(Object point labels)
------------

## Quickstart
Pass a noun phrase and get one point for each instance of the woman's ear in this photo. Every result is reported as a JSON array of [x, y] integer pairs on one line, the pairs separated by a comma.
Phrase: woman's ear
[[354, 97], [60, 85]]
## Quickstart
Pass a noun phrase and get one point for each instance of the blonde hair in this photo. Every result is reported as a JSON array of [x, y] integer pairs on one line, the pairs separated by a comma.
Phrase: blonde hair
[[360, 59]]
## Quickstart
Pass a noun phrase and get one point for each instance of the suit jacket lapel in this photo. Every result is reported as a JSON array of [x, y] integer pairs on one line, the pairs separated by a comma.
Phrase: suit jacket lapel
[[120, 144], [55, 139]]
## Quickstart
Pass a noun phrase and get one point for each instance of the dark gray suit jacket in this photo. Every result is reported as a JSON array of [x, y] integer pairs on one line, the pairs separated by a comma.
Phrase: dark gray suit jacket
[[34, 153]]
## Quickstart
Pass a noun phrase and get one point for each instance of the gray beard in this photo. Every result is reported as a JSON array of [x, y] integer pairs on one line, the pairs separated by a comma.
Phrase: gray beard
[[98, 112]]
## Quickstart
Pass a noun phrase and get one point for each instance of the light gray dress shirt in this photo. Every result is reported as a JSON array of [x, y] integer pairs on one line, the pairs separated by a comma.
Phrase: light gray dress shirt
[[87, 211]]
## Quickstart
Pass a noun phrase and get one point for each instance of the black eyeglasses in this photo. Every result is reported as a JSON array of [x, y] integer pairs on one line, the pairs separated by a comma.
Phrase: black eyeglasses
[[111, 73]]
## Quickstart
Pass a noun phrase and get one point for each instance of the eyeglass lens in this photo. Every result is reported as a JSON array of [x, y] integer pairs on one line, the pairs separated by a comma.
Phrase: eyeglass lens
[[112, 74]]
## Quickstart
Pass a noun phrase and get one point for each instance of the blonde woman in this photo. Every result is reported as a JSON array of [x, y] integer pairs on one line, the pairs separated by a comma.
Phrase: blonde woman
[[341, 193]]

------------

EXERCISE PROMPT: Restate the data above word for word, please.

PROBLEM SOLUTION:
## Quickstart
Pass a noun phrase and get one point for each instance of the woman's ear in this photo. Every result is reported as a JSON array of [x, y] integer pairs on one line, the pairs separated by a comma.
Phrase: woman's ear
[[354, 97], [60, 85]]
## Quickstart
Pass a noun phrase and get one point for each instance of the blonde hair in this photo. Every result is reported as a JSON array of [x, y] integer pairs on one line, the pairs separated by a comma.
Phrase: blonde hair
[[360, 59]]
## Quickstart
Pass a noun phrase and get one point for each instance of the suit jacket lapel in this photo. Every result is reported as a JSON array of [x, y] integer pairs on one line, the pairs separated by a comma.
Phrase: suit jacket lapel
[[120, 144], [55, 139]]
## Quickstart
Pass a noun phrase and get one point for each instance of the dark gray suit jacket in this photo. Every result is reported as a JSON array of [x, y] integer pairs on one line, the pairs separated by a comma.
Phrase: dark gray suit jacket
[[34, 153]]
## Quickstart
Pass a noun phrase and get one point for each instance of the gray beard in this photo. Every result is reported as a JSON array of [x, y] integer pairs on one line, the pairs separated by a comma.
Phrase: gray beard
[[98, 112]]
## Quickstart
Pass a noun phrase and get one point for each instance of the light gray dress shirt in this photo. Every result is reported as a JSON array of [x, y] integer pairs on one line, the pairs separated by a comma.
Phrase: light gray dress shirt
[[87, 211]]
## Quickstart
Pass a noun phrase and get one point for each instance of the black eyeglasses in this photo. Every result is reported as a JSON array of [x, y] integer pairs on one line, the pairs separated by a comma.
Phrase: black eyeglasses
[[111, 73]]
## Quickstart
Pass a noun phrase and get one point for each instance of the eyeglass lens in this photo. Every result is reported as a JSON array of [x, y] integer pairs on one line, the pairs separated by a comma.
Phrase: eyeglass lens
[[112, 74]]
## Quickstart
Pass a noun phrase and get one point for each instance of the blonde woman in this photo. Every result is reported as a JSON array of [x, y] integer pairs on one line, the pairs separated by a comma.
Phrase: blonde woman
[[341, 193]]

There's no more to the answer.